**Task statement**
Nothing but the lines from the one containing "Note: for this drill, mark the shadow" through the last line of the data below should be returned, each copied exactly.

**Records for this exercise**
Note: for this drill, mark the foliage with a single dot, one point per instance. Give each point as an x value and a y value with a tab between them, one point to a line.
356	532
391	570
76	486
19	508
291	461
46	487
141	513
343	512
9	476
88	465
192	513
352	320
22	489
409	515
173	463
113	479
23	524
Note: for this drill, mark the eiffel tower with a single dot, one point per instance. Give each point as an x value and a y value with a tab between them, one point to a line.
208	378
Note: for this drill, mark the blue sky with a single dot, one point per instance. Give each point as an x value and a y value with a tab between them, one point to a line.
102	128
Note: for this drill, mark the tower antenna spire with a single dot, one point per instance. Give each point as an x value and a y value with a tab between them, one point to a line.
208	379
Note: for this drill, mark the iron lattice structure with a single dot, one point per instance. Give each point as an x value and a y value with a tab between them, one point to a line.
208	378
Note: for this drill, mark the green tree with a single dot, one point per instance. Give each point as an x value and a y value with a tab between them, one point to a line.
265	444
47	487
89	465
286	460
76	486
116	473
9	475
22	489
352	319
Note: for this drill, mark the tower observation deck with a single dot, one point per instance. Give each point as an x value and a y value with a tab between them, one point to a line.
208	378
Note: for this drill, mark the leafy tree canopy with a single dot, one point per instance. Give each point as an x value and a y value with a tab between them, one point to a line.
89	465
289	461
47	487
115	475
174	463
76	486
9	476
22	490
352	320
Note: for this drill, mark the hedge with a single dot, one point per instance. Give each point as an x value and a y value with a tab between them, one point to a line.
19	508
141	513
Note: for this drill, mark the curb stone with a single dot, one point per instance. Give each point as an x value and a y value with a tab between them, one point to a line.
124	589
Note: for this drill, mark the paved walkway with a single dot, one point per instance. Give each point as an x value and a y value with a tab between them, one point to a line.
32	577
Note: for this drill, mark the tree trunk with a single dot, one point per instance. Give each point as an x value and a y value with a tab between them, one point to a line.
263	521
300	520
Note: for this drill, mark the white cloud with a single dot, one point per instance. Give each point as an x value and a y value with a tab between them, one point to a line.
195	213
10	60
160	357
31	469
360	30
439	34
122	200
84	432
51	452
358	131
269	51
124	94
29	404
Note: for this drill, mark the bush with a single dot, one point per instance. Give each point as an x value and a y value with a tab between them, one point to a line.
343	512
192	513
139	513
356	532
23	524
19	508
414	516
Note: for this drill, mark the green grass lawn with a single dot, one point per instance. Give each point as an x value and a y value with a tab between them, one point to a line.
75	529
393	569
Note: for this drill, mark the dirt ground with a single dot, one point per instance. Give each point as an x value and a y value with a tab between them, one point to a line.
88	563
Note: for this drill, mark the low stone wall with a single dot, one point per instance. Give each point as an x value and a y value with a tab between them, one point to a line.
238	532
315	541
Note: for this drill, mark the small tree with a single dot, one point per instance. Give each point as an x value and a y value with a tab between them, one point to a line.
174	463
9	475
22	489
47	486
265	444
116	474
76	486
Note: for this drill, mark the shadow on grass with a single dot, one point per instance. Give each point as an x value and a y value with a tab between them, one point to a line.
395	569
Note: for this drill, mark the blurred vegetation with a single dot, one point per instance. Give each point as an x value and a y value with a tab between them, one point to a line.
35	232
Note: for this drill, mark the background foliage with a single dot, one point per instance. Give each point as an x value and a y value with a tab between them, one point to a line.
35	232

**Task output**
Note: for this drill, mark the shadow on grass with a single dot, one point per instance. Give each point as an x value and a y value with a tab between them, one point to a line.
395	569
Note: for this drill, mark the blurred vegetation with a single dot, one point per instance. Give each point as an x value and a y value with a tab between them, one point to a line.
35	232
Note: for this drill, mark the background foliage with a single dot, one point per instance. Give each point as an x value and a y value with a tab between them, one point to a line.
35	232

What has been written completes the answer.